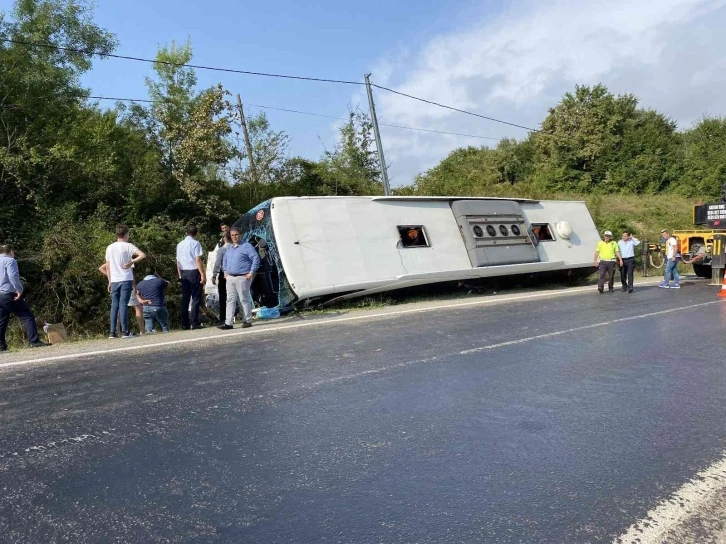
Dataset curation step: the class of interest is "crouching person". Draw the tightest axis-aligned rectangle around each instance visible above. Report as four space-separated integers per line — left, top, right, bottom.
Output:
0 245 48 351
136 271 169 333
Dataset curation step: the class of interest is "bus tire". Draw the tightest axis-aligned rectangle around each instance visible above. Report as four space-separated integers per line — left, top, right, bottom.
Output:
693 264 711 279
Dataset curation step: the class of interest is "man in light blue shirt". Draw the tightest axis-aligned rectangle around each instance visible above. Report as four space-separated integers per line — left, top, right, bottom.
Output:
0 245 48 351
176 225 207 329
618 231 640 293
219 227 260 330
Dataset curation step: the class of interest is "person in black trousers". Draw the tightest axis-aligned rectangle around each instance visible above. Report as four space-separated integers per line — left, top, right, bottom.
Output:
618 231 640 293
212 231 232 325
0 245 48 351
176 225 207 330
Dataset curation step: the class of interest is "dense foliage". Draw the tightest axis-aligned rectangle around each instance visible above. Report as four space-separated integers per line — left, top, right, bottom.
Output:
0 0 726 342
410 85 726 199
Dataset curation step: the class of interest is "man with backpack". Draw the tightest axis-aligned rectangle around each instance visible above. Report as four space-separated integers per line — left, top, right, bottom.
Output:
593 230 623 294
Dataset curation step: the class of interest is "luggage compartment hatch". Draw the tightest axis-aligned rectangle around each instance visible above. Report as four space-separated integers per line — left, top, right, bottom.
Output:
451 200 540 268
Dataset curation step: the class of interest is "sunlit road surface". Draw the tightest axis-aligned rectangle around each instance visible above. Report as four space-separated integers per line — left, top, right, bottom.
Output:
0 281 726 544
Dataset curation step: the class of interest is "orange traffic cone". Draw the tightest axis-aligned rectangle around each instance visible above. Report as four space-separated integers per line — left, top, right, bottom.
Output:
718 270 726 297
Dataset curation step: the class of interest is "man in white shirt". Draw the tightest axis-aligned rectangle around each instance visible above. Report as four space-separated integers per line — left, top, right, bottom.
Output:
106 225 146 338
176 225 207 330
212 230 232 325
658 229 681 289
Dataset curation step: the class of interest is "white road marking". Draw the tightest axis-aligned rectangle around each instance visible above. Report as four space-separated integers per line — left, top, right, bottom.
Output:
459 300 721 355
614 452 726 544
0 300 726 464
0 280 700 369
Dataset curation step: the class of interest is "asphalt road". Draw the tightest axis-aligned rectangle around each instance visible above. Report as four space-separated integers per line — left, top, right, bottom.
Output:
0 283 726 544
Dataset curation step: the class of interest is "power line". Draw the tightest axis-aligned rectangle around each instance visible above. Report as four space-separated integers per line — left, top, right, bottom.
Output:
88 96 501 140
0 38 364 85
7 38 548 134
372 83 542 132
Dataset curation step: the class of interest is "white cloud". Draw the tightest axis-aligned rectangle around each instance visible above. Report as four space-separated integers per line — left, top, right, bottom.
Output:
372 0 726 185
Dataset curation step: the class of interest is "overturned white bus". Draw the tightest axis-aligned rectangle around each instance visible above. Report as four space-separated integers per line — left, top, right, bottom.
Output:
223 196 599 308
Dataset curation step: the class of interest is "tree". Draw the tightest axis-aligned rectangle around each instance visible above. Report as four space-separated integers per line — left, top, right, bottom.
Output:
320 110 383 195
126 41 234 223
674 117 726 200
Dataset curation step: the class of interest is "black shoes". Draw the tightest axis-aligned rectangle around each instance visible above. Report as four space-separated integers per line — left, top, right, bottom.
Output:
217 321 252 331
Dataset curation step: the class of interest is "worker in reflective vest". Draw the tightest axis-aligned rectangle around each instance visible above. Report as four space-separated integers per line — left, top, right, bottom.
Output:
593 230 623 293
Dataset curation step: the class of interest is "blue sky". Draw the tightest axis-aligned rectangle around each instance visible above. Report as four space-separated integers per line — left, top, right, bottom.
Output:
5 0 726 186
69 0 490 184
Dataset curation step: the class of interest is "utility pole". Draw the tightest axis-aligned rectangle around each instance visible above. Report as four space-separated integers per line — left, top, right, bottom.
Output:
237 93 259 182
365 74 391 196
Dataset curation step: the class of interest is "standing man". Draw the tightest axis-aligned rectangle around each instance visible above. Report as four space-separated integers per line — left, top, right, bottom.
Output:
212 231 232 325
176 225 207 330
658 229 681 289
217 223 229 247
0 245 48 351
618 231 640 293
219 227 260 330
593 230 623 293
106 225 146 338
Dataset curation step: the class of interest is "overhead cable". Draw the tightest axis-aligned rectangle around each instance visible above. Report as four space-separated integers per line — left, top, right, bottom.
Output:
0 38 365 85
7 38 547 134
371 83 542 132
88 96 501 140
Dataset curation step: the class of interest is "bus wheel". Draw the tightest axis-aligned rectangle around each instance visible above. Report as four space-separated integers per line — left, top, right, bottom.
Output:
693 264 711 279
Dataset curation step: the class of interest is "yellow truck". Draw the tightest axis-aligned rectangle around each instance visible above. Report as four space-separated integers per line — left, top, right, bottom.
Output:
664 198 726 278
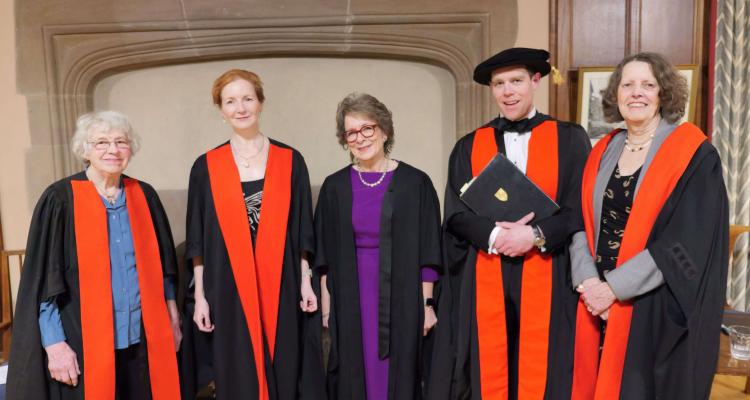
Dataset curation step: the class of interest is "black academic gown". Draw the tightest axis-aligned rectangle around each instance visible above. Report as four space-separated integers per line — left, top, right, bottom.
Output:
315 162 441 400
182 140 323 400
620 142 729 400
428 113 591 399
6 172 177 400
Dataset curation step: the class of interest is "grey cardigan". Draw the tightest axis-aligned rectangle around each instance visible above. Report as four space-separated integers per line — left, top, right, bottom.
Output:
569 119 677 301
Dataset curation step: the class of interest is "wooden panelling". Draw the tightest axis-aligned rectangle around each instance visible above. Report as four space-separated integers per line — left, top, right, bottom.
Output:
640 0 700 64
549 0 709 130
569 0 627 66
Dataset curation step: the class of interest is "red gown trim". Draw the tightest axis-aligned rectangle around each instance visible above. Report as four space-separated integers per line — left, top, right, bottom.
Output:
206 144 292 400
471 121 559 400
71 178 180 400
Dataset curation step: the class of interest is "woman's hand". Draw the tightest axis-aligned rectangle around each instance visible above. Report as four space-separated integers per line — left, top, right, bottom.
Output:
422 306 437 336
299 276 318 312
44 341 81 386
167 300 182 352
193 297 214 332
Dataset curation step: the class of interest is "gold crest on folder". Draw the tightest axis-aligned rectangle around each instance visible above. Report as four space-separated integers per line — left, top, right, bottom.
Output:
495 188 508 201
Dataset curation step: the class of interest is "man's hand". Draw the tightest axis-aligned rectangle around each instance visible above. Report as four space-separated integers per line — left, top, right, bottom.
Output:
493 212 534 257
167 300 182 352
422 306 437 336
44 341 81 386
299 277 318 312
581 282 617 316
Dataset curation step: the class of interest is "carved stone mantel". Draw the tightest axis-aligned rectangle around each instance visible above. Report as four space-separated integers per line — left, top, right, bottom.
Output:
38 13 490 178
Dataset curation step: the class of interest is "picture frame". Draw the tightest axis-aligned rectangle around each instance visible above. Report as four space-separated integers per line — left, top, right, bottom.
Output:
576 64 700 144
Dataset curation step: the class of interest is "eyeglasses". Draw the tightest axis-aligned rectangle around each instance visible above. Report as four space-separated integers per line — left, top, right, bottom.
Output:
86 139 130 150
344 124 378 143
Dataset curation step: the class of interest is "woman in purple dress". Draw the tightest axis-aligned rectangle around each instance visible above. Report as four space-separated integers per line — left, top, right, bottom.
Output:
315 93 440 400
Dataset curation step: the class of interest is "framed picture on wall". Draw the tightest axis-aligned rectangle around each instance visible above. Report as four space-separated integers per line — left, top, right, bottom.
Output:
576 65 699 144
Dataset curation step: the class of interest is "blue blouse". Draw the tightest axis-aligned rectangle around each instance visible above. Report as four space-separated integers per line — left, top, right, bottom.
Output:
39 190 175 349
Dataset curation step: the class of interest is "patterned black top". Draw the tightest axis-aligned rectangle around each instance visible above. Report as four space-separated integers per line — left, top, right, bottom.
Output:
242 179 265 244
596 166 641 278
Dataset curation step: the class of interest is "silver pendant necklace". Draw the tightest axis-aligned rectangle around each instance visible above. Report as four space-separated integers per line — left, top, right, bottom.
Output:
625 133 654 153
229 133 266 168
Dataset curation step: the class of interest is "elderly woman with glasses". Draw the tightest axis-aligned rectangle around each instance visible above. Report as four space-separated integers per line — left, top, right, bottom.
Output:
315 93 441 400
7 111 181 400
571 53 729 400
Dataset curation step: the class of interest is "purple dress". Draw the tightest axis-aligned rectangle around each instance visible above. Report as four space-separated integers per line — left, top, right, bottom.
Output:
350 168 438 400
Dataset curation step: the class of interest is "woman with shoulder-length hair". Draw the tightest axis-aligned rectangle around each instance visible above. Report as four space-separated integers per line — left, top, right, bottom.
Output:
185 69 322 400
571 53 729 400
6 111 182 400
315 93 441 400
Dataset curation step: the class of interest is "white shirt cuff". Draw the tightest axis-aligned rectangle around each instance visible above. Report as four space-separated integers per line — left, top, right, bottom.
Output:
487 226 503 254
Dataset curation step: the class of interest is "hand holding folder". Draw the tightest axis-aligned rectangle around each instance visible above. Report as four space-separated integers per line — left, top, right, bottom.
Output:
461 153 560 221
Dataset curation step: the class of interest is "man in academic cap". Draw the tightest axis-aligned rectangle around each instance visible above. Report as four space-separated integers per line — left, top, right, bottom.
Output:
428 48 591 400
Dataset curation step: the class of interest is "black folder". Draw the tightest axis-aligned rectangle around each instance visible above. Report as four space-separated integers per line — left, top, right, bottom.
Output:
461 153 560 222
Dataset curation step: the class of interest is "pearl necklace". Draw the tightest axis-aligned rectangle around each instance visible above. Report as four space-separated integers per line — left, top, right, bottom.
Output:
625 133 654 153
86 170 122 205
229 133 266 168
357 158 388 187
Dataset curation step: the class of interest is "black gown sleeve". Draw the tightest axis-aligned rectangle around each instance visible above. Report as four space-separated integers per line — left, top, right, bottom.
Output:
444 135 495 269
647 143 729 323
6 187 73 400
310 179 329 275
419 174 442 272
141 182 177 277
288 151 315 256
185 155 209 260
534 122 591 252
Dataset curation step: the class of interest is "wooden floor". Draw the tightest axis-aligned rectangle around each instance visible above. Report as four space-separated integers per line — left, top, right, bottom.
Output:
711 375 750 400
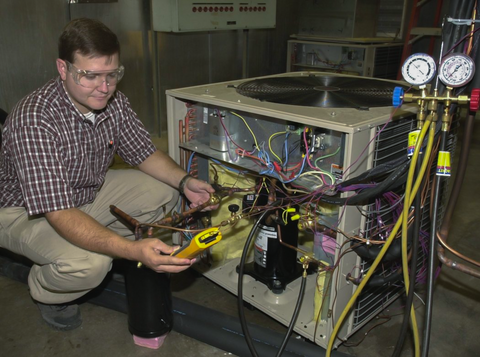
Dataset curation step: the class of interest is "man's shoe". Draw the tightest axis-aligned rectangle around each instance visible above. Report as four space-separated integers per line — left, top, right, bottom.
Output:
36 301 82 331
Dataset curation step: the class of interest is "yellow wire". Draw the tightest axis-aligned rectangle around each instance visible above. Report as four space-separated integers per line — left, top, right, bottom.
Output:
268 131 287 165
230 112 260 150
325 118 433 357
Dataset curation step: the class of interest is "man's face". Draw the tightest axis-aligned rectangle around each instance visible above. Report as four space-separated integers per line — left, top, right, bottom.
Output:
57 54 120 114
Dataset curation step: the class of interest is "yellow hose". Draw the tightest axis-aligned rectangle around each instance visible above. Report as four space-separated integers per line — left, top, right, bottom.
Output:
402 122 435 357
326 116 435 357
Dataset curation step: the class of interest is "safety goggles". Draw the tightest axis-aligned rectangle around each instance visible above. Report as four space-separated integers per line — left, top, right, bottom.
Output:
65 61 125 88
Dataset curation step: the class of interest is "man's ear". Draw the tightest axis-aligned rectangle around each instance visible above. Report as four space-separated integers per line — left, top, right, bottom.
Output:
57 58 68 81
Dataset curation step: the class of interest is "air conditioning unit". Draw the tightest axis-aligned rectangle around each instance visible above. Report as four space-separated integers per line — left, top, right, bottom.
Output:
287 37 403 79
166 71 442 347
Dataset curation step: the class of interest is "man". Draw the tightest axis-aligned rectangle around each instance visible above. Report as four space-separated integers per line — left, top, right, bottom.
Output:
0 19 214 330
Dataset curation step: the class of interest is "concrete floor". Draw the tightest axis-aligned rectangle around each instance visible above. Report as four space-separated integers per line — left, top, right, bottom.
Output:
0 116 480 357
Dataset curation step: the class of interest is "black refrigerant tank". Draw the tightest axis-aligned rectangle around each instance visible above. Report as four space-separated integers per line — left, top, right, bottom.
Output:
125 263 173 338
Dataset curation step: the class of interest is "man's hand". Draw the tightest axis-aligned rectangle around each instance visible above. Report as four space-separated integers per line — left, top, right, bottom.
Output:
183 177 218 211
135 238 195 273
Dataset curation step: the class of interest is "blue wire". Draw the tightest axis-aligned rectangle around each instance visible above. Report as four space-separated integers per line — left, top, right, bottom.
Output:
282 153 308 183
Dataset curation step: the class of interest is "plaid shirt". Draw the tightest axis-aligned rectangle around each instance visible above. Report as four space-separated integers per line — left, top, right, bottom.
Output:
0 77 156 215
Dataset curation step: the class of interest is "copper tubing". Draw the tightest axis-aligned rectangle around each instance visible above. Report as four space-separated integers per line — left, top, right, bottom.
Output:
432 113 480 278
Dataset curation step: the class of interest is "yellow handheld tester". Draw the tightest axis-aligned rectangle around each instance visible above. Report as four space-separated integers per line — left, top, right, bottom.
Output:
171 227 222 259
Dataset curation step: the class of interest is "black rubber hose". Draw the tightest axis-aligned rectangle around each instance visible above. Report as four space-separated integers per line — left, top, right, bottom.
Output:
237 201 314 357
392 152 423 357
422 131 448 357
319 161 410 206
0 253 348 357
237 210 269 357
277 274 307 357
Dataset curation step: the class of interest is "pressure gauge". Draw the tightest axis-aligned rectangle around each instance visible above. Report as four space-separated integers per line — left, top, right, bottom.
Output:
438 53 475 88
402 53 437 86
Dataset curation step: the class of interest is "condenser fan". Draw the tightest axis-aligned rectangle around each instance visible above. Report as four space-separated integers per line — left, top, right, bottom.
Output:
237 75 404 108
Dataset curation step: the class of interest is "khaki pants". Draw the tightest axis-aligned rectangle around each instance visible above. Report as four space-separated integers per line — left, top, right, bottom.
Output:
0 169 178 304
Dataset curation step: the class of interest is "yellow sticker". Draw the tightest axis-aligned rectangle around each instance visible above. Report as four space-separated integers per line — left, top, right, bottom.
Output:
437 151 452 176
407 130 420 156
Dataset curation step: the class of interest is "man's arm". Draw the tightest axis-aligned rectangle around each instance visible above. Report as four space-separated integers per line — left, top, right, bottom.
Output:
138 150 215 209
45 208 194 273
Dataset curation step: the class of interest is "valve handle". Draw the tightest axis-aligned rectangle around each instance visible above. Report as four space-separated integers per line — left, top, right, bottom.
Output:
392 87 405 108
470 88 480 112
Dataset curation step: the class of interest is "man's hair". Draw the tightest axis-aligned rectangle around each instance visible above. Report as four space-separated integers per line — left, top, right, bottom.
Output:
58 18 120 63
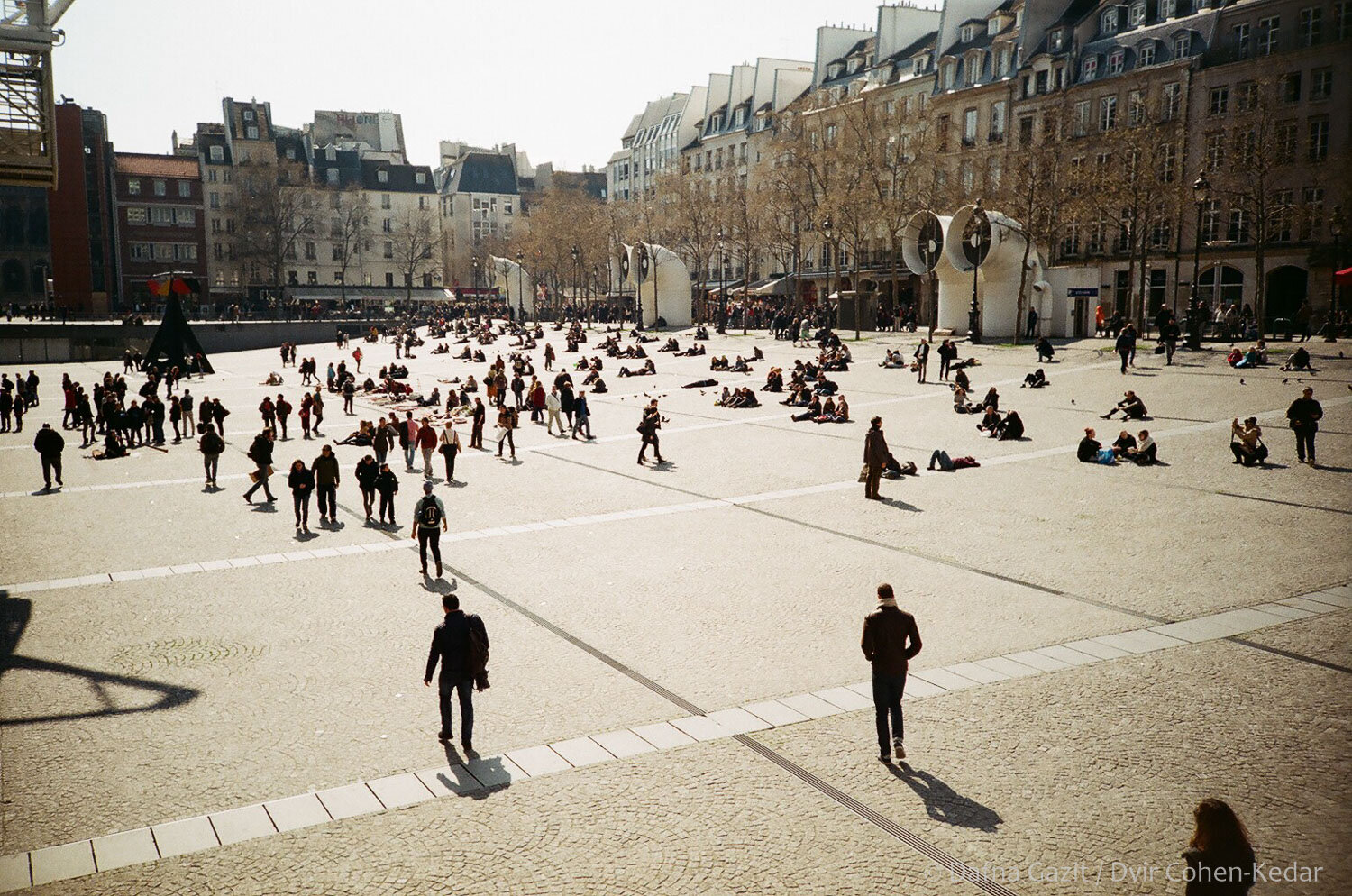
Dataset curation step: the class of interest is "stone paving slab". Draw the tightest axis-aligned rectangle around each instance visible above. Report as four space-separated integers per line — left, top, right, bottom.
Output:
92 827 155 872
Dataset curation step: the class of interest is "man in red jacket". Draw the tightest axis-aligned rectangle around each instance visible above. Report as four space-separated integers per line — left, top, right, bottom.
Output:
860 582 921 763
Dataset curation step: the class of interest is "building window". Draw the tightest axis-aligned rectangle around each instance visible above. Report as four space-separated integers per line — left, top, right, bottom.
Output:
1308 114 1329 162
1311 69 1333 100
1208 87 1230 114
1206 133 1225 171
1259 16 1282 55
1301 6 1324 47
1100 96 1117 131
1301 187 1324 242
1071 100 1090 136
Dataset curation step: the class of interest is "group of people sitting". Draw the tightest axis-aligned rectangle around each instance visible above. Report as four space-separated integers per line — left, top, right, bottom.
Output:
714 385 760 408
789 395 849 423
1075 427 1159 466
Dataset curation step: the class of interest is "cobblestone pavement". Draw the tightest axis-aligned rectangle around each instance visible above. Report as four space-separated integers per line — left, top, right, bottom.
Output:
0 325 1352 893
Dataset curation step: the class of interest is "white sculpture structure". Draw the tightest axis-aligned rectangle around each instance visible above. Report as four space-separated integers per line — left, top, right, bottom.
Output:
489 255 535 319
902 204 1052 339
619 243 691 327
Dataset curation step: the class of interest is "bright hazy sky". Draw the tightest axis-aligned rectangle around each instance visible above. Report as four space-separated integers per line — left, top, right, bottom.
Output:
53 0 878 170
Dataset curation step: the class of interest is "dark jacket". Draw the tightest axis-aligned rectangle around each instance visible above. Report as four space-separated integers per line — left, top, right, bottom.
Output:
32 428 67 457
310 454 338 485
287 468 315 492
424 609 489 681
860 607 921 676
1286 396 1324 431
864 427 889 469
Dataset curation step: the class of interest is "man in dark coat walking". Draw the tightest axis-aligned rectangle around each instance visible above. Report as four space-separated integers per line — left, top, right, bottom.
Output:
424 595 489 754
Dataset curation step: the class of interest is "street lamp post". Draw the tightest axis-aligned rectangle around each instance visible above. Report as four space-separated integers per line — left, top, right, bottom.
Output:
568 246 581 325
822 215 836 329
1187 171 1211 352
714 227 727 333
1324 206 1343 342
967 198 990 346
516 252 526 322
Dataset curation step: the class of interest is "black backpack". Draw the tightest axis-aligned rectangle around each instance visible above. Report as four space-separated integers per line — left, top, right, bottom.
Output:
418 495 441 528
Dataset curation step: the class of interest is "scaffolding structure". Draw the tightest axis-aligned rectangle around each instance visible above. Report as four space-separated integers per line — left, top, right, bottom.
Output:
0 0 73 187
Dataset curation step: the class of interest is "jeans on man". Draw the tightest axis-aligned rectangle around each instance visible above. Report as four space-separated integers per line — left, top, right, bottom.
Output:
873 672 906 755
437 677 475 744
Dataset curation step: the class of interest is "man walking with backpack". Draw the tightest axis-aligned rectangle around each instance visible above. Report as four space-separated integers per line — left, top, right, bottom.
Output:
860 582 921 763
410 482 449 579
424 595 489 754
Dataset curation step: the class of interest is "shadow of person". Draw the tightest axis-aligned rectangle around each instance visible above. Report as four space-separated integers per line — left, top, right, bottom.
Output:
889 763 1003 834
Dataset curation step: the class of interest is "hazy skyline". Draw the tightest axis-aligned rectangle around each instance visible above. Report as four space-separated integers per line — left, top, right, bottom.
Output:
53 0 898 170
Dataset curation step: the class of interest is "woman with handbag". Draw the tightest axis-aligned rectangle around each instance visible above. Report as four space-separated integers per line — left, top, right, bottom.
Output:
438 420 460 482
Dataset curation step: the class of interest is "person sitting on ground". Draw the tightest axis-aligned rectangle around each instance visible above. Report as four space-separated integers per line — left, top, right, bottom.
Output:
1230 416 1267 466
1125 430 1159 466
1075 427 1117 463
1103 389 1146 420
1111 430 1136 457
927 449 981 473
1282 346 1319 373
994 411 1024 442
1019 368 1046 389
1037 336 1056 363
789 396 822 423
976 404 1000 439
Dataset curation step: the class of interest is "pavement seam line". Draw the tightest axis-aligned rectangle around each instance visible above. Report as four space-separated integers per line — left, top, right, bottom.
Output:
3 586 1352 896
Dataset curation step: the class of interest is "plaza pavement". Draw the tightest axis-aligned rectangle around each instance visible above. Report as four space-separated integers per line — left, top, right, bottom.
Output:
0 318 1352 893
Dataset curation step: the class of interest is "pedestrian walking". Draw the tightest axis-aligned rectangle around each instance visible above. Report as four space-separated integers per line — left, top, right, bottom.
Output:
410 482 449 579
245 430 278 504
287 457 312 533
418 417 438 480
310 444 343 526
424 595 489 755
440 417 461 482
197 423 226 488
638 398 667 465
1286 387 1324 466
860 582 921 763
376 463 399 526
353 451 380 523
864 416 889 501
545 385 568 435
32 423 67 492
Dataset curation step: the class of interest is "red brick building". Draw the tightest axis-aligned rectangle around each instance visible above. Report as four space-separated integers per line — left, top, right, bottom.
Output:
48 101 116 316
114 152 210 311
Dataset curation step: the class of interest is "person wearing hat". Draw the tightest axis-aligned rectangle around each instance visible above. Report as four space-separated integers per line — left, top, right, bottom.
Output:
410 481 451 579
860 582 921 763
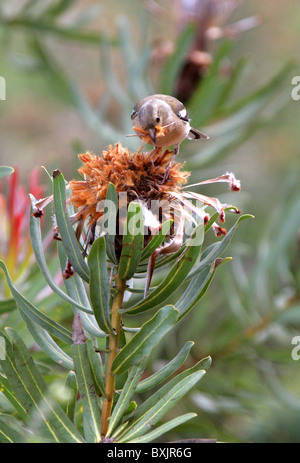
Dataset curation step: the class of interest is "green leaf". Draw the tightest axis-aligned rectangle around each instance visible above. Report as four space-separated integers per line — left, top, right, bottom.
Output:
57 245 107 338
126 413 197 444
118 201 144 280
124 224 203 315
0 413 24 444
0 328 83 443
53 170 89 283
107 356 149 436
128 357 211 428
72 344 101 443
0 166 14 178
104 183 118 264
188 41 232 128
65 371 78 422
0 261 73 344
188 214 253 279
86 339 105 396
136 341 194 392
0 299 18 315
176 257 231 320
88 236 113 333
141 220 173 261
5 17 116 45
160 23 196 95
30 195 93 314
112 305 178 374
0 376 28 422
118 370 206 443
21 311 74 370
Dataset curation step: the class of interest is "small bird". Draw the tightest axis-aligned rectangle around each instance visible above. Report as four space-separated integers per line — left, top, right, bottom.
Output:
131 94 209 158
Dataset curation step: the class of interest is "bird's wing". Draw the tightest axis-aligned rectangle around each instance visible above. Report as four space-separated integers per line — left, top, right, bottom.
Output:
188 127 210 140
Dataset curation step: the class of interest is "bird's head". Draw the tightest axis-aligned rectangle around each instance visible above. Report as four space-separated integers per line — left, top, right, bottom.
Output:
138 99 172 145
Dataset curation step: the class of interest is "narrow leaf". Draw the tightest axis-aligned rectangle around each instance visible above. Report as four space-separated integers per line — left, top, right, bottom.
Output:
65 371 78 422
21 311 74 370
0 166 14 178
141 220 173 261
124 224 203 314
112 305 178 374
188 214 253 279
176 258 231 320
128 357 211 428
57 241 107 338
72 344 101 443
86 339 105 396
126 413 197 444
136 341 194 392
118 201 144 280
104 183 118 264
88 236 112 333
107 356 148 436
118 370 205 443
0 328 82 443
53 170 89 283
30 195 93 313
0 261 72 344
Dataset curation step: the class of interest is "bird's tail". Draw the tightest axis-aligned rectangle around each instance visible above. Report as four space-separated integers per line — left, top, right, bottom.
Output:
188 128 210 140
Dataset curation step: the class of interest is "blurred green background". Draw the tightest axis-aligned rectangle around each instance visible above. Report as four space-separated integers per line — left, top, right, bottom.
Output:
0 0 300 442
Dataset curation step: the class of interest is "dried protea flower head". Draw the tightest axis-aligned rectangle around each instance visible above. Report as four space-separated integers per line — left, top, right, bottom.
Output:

> _STATED PROBLEM_: Count the lines in the rows above that contain the string "wire", and reply with the number alone.

> _EXERCISE OUTPUT_: 2